## Task directions
Starting at the beginning of the items and ending with the line that contains "[[[218,540],[137,665],[195,703],[256,703],[315,633],[292,590]]]", rewrite those lines with "a great help" changed to "very helpful" and everything else left as it is. Give only those lines, and leave the pictures out.

— begin —

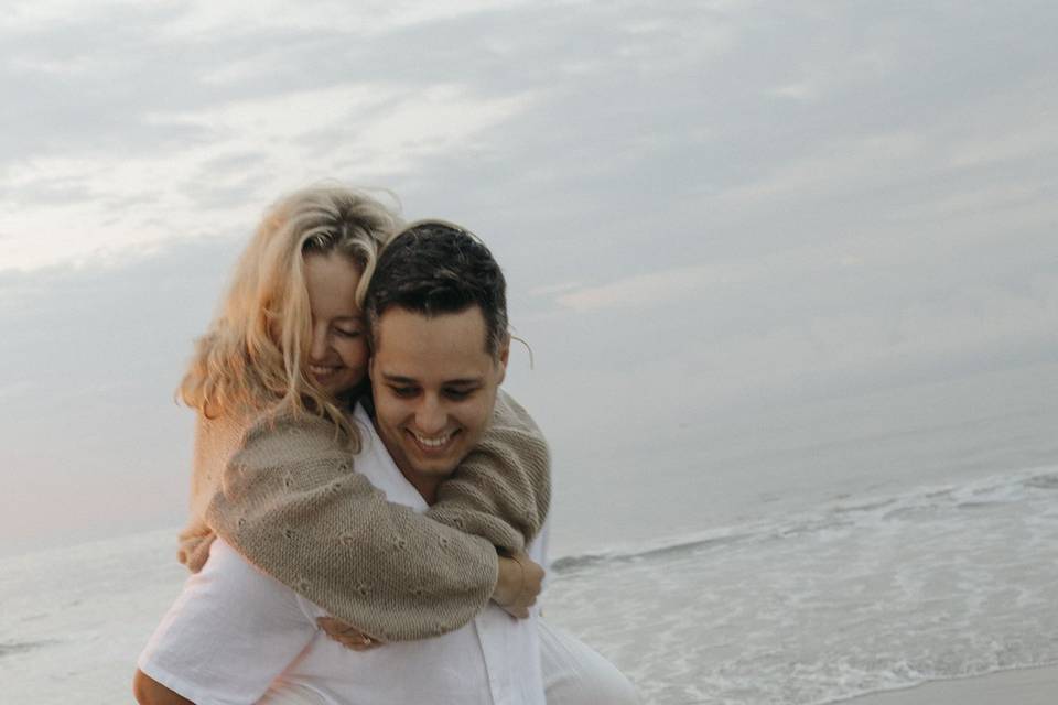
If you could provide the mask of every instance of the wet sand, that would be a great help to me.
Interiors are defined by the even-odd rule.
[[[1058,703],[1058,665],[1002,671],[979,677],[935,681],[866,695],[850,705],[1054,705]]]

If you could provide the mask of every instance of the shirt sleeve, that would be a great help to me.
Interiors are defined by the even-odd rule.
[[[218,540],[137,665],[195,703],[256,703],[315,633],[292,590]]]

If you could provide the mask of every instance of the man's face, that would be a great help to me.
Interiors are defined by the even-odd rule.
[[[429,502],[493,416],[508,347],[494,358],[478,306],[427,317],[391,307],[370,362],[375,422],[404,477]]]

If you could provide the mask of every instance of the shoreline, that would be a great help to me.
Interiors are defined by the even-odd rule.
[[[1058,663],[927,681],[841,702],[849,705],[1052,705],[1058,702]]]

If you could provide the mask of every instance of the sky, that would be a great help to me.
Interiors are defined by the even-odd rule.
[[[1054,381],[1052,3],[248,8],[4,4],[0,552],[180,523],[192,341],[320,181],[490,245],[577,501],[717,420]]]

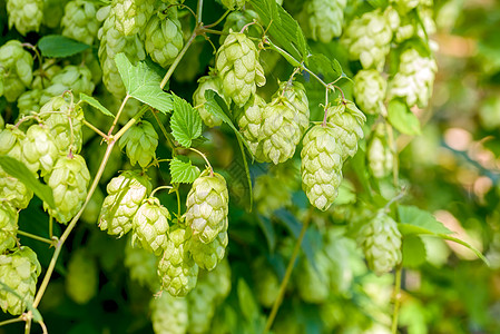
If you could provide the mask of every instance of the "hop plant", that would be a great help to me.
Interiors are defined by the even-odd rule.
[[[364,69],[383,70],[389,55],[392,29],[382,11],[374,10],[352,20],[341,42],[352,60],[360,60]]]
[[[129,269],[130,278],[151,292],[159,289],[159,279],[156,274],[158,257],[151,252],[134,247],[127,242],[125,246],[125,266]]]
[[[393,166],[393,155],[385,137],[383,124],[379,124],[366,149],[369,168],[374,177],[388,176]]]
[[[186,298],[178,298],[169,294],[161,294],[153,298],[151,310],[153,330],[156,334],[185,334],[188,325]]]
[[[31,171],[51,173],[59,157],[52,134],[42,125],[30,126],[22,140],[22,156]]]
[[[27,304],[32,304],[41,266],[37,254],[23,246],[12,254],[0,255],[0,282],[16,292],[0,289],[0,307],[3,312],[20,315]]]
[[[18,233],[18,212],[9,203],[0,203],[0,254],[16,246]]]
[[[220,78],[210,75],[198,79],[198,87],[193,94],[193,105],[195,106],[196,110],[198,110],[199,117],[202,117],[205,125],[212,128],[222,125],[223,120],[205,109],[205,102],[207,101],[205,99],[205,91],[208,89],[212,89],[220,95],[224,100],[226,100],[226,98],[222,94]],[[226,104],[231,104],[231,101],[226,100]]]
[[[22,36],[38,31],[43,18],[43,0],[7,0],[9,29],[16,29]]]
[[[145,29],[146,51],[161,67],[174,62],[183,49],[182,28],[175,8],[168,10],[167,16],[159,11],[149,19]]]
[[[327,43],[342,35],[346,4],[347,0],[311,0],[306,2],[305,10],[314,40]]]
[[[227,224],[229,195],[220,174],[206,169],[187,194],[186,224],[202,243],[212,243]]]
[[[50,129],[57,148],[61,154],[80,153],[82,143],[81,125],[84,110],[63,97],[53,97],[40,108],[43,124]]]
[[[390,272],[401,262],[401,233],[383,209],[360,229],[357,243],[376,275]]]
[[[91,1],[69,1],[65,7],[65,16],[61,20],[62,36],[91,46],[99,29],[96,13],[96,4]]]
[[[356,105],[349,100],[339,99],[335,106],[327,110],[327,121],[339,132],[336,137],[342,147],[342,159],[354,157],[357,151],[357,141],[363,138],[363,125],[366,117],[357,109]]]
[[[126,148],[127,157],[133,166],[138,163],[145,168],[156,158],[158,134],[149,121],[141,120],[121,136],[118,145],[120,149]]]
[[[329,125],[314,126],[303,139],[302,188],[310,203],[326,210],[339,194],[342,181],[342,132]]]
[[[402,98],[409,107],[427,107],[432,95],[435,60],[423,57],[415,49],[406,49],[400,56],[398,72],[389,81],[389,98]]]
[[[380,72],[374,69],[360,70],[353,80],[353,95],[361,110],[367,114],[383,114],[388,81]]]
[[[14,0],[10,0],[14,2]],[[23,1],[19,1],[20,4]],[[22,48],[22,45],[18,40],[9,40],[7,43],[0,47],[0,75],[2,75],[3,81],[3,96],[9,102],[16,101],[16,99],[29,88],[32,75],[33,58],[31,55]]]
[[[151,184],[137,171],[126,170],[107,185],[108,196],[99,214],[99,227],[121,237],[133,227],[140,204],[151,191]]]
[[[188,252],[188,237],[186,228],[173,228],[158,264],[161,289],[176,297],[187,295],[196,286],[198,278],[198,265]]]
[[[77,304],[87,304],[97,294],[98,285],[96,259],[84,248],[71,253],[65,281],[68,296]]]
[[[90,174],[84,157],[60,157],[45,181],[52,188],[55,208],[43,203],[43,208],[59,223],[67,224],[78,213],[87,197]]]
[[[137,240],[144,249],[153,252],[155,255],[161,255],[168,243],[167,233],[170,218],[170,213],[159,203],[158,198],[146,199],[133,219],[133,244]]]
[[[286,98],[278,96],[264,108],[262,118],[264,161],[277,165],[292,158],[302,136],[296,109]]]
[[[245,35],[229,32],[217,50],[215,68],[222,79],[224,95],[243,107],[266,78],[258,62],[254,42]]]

— end —

## Reply to the exercise
If you could provide the mask of every instance of the wet sand, that would be very helpful to me.
Interiors are defined by the even-odd rule.
[[[1058,703],[1058,665],[1002,671],[979,677],[935,681],[866,695],[850,705],[1054,705]]]

If you could provide the mask of every instance of the shirt sleeve, that would be very helpful to me.
Interiors are defined by the even-odd rule.
[[[218,540],[137,665],[195,703],[256,703],[315,633],[292,590]]]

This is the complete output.